**Page extract:**

++++++++

Assessment of contaminant body burdens and histopathology of fish and shellfish species frequently used for subsistence by Alaskan Native communities.
Author(s): Apeti, D., S.I. Hartwell, M. Myers, J. Hetrick, and J. Davenport
NCCOS Center: CCMA
Center Team: COAST
Name of Publisher: North Pacific Research Board
Place of Publication: Silver Spring, MD
Publication Type: NOAA Special Reports
Date of Publication: 2013
Reference Information: NPRB Project 1019 Final Reports
Extent of Work: 64 pp.
Abstract: Subsistence food items can be a health concern in rural Alaska because community members often rely on fish and wildlife resources not routinely monitored for persistent bioaccumulative contaminants and pathogens. Subsistence activities are a large part of the traditional culture, as well as a means of providing protein in the diets for Tribal members. In response to the growing concerns among Native communities, contaminant body burden and histopathological condition of chum and sockeye salmon (Oncorhynchus keta and Oncorhynchus nerka) and the shellfish cockles and softshell clams (Clinocardium nuttallii and Mya arenaria) were assessed. In the Spring of 2010, the fish and shellfish were collected from traditional subsistence harvest areas in the vicinity of Nanwalek, Port Graham, and Seldovia, AK, and were analyzed for trace metals and residues of organic contaminants routinely monitored by the NOAA National Status & Trends Program (NS&T). Additionally, the fish and shellfish were histologically characterized for the presence, prevalence and severity of tissue pathology, disease, and parasite infection. The fish and shellfish sampled showed low tissue contamination, and pathologic effects of the parasites and diseases were absent or minimal. Taken together, the results showed that the fish and shellfish were healthy and pose no safety concern for consumption. This study provides reliable chemistry and histopathology information for local resource managers and Alaska Native people regarding subsistence fish and shellfish use and management needs.

++++++++

**The data:**
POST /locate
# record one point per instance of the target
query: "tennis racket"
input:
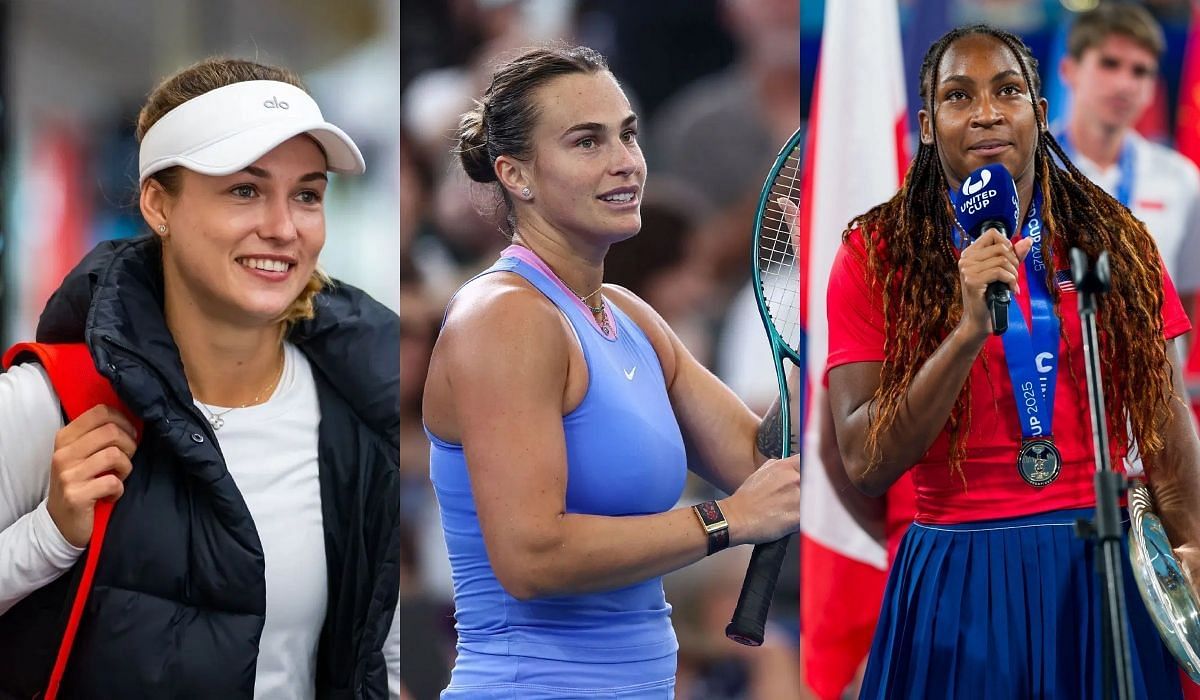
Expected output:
(777, 285)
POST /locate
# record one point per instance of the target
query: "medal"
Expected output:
(1039, 462)
(1031, 352)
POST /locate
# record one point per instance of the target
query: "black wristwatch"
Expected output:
(714, 524)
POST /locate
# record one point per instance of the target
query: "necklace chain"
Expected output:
(215, 418)
(598, 310)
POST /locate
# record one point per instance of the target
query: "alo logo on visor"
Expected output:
(970, 187)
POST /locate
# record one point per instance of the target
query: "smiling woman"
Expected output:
(257, 516)
(557, 408)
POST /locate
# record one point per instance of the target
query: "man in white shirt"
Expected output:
(1111, 66)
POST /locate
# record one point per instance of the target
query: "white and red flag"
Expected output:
(856, 156)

++++++++

**Instructions for the task:** Write out the passage of the report listing between "Assessment of contaminant" and "Alaskan Native communities.", inclusive, without changing a word. These rows come from a different source than the report listing.

**Response box:**
Assessment of contaminant body burdens and histopathology of fish and shellfish species frequently used for subsistence by Alaskan Native communities.